Problem description
Quote, word for word, everything below from the line containing "the green awning." down to the line containing "pixel 596 374", including both of those lines.

+ + + + + + +

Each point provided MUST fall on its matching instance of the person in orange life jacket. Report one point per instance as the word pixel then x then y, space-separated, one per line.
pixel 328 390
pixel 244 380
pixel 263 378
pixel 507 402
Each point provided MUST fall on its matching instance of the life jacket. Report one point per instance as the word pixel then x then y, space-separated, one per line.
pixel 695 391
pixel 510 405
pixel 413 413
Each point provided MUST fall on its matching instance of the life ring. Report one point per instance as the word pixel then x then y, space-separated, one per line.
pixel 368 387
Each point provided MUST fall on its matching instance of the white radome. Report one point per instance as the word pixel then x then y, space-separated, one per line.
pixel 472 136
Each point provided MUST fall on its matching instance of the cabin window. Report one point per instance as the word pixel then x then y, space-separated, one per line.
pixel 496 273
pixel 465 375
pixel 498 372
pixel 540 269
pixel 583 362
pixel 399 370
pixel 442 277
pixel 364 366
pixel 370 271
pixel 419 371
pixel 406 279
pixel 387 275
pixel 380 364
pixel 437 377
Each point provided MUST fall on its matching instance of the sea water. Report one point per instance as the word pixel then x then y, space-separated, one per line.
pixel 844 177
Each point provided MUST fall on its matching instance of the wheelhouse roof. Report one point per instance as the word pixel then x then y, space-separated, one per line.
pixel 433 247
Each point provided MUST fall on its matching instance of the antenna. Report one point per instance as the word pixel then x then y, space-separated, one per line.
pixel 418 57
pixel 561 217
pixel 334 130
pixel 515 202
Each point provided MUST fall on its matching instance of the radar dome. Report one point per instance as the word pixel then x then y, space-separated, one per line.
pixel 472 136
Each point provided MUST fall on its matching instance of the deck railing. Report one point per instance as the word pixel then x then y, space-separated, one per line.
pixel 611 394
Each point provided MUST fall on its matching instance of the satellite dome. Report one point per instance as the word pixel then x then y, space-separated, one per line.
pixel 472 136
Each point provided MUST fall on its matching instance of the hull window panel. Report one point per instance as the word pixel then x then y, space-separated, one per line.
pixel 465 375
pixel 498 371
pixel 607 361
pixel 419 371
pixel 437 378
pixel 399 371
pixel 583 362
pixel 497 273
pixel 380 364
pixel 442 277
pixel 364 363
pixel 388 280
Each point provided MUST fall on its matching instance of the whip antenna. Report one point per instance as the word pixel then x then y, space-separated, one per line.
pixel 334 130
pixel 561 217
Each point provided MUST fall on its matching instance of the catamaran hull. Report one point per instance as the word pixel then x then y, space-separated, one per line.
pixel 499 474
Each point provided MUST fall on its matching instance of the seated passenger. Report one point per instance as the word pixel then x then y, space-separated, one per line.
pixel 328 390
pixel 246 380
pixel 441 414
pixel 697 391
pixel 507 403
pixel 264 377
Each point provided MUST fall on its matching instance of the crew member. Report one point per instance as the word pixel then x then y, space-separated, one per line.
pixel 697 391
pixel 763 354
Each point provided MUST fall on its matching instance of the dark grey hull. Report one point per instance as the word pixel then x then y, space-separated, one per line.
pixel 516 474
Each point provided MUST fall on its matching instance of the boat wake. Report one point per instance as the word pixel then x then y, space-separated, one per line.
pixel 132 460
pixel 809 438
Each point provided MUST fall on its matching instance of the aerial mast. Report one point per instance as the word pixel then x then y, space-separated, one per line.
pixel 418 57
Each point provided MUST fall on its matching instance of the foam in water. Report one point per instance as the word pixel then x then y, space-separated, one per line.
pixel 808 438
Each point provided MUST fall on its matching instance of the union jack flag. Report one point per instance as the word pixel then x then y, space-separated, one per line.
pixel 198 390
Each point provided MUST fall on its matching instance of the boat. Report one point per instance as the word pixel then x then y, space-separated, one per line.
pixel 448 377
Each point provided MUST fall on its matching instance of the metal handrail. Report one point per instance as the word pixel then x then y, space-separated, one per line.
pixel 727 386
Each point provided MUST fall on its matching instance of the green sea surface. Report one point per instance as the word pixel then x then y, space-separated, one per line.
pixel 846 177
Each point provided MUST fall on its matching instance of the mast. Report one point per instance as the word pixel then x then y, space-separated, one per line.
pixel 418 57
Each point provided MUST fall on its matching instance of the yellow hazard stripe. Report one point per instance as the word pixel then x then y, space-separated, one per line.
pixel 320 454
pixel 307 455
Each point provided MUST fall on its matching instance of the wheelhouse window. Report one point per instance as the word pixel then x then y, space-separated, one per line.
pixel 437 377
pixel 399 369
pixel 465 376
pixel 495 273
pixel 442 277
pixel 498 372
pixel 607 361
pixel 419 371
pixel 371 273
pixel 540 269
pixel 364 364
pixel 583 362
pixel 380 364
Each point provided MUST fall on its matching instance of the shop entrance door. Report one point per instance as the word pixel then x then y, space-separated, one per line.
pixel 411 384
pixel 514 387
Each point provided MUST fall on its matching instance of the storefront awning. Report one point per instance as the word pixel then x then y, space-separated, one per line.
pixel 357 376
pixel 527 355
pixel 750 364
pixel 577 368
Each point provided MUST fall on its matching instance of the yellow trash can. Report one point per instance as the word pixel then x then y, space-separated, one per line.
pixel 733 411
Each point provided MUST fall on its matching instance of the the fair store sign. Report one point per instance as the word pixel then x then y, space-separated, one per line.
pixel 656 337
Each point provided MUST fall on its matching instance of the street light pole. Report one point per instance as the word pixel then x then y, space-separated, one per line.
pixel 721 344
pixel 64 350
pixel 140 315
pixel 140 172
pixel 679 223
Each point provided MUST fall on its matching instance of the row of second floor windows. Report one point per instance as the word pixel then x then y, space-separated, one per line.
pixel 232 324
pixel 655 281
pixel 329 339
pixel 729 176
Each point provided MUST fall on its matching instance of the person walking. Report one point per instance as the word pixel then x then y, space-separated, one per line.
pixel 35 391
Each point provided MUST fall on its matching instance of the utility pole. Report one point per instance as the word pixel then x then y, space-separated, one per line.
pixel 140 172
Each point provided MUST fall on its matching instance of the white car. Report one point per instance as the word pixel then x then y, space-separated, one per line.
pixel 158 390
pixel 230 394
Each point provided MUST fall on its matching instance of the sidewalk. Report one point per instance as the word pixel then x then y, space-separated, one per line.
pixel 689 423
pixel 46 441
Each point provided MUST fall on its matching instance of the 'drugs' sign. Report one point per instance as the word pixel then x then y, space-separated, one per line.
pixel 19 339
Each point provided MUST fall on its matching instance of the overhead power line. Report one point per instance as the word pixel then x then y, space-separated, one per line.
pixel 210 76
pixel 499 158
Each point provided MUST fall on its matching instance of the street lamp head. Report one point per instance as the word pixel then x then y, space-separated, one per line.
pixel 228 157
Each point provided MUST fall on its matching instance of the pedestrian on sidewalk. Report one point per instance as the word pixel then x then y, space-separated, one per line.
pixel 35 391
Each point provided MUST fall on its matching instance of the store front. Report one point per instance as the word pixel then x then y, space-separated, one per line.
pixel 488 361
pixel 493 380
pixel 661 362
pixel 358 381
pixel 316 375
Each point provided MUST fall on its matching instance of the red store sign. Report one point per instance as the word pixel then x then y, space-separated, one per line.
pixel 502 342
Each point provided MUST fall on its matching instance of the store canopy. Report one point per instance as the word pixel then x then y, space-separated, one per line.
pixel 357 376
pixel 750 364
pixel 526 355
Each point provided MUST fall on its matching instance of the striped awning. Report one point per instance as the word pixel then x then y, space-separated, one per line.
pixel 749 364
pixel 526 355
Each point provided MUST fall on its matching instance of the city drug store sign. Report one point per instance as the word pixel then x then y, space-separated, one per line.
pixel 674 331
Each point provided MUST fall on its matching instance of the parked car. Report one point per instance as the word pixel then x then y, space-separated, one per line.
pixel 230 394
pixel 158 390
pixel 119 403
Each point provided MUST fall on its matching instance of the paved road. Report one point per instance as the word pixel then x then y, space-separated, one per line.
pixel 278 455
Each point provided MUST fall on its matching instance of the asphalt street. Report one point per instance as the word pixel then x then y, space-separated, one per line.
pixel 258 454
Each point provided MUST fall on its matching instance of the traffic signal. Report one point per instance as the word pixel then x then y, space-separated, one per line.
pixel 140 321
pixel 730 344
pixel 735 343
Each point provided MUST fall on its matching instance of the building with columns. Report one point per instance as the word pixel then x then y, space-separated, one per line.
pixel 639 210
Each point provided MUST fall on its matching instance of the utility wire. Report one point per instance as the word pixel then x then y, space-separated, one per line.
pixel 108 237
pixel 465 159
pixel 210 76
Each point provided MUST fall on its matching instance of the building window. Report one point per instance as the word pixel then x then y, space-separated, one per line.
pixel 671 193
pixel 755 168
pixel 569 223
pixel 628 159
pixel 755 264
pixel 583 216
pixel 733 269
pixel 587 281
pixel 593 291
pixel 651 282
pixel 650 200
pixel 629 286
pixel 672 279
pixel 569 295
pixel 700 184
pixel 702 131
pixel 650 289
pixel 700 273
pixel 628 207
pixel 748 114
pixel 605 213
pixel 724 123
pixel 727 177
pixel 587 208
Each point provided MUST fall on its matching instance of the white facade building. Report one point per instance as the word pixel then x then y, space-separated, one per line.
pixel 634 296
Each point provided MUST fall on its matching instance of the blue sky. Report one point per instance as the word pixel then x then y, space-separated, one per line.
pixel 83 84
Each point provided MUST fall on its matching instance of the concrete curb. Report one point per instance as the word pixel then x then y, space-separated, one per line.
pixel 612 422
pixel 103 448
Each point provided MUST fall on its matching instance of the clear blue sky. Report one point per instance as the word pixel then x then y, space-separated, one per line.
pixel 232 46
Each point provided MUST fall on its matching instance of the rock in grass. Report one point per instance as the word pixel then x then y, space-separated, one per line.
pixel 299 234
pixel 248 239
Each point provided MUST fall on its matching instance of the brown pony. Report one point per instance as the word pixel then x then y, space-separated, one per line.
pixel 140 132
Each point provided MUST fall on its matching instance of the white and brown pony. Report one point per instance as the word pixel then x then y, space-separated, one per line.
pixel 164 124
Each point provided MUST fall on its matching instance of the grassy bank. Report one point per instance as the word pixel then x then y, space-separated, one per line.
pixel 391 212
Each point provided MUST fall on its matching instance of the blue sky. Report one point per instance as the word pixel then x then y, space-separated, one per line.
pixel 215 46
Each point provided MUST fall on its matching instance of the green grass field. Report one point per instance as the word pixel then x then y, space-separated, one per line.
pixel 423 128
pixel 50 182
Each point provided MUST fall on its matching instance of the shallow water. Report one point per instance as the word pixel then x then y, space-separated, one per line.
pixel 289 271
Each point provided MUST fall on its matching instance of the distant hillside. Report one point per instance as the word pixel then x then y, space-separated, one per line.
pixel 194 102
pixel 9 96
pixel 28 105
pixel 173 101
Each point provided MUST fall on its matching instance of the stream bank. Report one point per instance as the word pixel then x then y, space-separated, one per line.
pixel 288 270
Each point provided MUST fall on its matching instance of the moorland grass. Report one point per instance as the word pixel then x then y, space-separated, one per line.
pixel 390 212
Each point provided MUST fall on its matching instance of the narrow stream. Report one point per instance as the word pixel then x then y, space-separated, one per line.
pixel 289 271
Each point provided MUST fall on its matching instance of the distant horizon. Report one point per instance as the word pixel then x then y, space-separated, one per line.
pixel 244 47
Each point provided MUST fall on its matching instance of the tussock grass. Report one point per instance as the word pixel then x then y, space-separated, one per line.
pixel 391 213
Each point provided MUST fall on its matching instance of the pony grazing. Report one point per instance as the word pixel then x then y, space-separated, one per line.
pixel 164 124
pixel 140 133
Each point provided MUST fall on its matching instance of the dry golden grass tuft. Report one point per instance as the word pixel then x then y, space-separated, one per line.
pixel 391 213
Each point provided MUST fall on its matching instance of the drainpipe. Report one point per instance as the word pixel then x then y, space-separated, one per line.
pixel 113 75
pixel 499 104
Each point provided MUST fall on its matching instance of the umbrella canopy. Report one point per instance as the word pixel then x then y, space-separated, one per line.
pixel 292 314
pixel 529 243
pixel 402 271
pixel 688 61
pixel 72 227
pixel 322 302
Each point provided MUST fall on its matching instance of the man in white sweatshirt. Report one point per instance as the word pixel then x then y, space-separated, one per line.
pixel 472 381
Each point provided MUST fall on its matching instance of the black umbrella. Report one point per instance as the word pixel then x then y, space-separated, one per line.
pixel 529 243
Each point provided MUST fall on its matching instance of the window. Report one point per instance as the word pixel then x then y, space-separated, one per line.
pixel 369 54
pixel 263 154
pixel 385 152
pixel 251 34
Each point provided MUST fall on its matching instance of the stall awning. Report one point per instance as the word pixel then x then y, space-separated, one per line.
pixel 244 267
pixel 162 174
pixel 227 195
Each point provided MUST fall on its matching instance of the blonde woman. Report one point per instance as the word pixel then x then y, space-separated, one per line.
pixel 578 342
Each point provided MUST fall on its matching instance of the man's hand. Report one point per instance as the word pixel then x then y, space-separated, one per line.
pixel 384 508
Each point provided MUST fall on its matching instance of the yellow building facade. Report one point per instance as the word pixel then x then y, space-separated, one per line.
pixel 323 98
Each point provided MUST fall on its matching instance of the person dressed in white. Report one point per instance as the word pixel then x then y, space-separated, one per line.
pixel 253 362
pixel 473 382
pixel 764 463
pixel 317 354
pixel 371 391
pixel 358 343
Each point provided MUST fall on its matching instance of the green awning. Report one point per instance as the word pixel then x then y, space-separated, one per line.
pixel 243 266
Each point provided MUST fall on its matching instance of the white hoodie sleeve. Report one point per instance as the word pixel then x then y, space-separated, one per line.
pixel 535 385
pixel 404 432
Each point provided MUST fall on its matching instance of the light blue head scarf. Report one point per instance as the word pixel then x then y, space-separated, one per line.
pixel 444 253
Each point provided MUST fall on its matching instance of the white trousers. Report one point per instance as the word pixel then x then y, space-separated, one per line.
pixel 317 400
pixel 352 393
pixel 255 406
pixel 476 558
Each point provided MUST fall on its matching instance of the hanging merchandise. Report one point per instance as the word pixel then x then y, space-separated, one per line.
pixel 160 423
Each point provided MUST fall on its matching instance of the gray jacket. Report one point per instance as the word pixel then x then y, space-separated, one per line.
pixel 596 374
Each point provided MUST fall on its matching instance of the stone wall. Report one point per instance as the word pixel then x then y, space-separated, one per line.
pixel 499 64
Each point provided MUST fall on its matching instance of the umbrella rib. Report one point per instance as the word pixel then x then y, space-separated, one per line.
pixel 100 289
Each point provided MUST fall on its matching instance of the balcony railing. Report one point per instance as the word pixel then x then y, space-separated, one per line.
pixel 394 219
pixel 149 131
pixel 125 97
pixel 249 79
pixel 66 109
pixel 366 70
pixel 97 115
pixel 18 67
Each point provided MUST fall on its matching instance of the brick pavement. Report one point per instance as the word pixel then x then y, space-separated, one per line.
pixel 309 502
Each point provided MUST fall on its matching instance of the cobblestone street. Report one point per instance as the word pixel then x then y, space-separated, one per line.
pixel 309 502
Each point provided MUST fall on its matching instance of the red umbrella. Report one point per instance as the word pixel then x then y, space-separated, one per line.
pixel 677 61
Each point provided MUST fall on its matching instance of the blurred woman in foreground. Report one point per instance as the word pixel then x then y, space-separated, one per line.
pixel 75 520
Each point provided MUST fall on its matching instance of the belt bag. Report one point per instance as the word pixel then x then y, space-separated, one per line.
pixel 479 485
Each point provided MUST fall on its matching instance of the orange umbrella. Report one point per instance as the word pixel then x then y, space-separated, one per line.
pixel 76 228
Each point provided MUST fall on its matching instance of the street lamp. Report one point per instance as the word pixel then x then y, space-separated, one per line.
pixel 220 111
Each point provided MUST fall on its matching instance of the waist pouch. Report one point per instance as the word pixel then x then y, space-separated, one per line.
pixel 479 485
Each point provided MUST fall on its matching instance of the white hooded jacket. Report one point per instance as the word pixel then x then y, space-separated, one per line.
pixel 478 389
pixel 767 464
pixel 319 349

+ + + + + + +

Solution for this problem
Each point provided MUST fall on its matching instance of the green awning. Report one point per instance as the word pixel then x then y, space-separated, one per line.
pixel 243 266
Each point provided MUST fall on its matching instance of the white hoodie sleeve. Report one point per instance as the word pixel then x then y, space-separated, one per line.
pixel 535 385
pixel 404 432
Each point provided MUST fall on its matching instance of the light blue head scarf. Report one point per instance as the word pixel then x then y, space-separated, one per line.
pixel 444 253
Each point provided MUST fall on its matching instance of the white trousers. Report one point per instance as the word pixel then x then y, space-separated, one per line.
pixel 317 400
pixel 352 393
pixel 255 406
pixel 476 558
Each point provided MUST fall on its matching instance of the hanging merchandise. Report one point per instance as the word pixel then x then y, space-separated, one per line.
pixel 160 423
Each point provided MUST fall on its matching instance of the gray jacket. Report one point per instance as the word pixel then x then y, space-separated, one per line.
pixel 596 374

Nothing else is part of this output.